The city also attracts people who make regional, specialty pizza. I can get styles from all over the world, whether it is Detroit, or St. Louis, or Argentina.

We're a city of immigrants who bring all their traditions to our city's food culture. Birria tacos, a beef taco originally from Tijuana, exploded in popularity across the city two years ago. Now there's a birria pizza. A pizzeria in Bed-Stuy, Cuts & Slices, is run by a Trinidadian immigrant and sells an oxtail pizza I've been meaning to try. I'm sure there are going to be people out there who say that isn't authentic, that it isn't New York pizza. But the reality is New York cuisine has always been a fusion of the many people who live here, and that translates to our pizzas too.


Q: Also, what experiences have you had with pizza in the U.S. outside of NYC?


A: I've eaten a lot of pizza in Boston. A friend attended graduate school there for a while and we would visit and have some drinks and then eat pizza. Pinocchio's Pizza was the first choice. They bake big rectangular sheets. It's thick and thick and puffy, but also the crust was very crispy. That's different from a similar New York "Sicilian" slice which tends to be soft all the way through.

There was a place in San Francisco I can recall that had a distinctly sweet red sauce. I was wandering around the city as a tourist. In New York, I walk everywhere, so I was doing that in San Francisco, just wandering around. You might not know this about San Francisco, but they have a lot of hills. Walking around is a lot different there as a result. Locals don't do it as much. My brother and I were walking toward Telegraph Hill, which means we were walking uphill. We hadn't had lunch, and then all of a sudden I see a place advertising pizza by the slice. So obviously I wanted to try it.

The Trenton tomato pie is worth mentioning too. It's typically round like New York pies, but the cheese is hidden under the tomato sauce.

The slice I won't forget though is the giant D.C. slice. These are about twice the diameter of a New York slice, about 18 inches. They were invented by competing pizzerias in the late 1990s and served in the Adams Morgan neighborhood where there are a number of bars. Those slices are a great way to end the night if you have had a few beers, but probably not a slice I want as a midday snack.


Q: Detroit-style pizza seems to be having something of a moment right now, with some national chains and frozen pizza companies starting to offer their take on the style. Plus, here in Indiana we're seeing several Detroit-style pizzerias opening up. Obviously Detroit-style has been around for decades and will live on for many more decades, but what other pizza styles/innovations do you expect to experience widespread trendiness in the next 5-10 years?

Entries provided ::
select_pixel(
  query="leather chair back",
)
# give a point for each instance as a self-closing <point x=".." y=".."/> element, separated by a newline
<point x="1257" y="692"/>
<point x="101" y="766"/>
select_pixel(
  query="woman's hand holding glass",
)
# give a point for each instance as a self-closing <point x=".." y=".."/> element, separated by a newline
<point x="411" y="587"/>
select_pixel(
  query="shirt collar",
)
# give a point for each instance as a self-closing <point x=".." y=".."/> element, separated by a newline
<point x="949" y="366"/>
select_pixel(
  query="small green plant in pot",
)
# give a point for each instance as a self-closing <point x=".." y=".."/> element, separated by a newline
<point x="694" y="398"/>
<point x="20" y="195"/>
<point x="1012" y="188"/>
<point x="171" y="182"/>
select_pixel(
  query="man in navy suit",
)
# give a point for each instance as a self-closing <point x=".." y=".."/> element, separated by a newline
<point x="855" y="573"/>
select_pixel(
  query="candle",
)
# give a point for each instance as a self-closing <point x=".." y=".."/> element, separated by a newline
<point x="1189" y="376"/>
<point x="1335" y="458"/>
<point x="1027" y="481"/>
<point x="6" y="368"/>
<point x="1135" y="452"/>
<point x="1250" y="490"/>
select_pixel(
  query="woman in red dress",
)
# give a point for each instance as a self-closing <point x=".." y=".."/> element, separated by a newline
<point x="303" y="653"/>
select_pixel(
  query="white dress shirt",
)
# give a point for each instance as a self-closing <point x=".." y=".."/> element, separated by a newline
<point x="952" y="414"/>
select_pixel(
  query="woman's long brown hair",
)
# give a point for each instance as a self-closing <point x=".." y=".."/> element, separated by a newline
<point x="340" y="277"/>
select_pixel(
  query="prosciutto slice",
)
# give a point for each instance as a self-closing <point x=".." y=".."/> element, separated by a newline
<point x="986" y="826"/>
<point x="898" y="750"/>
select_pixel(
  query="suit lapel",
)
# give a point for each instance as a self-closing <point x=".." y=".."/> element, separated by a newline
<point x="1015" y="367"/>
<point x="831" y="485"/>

==

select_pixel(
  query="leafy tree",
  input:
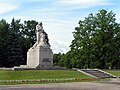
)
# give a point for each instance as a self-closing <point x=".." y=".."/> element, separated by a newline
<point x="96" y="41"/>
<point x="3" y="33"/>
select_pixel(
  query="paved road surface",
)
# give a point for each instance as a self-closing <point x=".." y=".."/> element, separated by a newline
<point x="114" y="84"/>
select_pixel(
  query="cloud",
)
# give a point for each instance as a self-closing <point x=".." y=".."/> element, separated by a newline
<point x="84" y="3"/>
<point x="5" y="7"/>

Objectives ::
(a) In the pizza interview, why does the speaker reject the objection that pizzas such as birria or oxtail aren't authentic New York pizza? Answer in one to three sentences.
(b) Answer these questions from the pizza interview:
(i) What shape are the sheets that Pinocchio's Pizza in Boston bakes?
(ii) In a Trenton tomato pie, where is the cheese?
(iii) In which D.C. neighborhood were the giant slices served?
(c) Pick up the pizza interview where it stops, continuing from the final question.

Results by task ::
(a) New York is a city of immigrants who bring their traditions to its food culture. New York cuisine has always been a fusion of the many people who live there, and that applies to its pizza too.

(b)
(i) Big rectangular sheets.
(ii) Hidden under the tomato sauce.
(iii) Adams Morgan.

(c)
A: The spread of Detroit-style pizza demonstrates how versatile pizza can be. A few shops have opened in New York that have replicated the rectangular and crusty dough. On one hand, you have a place like Lions & Tigers and Squares serving up a Detroit-style pizza with some very traditional toppings. But then there is Emmy Squared which took the format–crispy rectangle–and started doing some wild and delicious things with the toppings like Korean wing sauce with radishes, a deconstructed cheeseburger, jalapenos and honey. I'm not trying to suggest pizza must come to New York to be improved, only that pizza as a food is continually evolving. New York's grandma slice is a great example of this. For Gen Z, they grew up in a world where the grandma slice was available at basically any corner pizzeria in New York, but it's a relatively new form, only a few decades old.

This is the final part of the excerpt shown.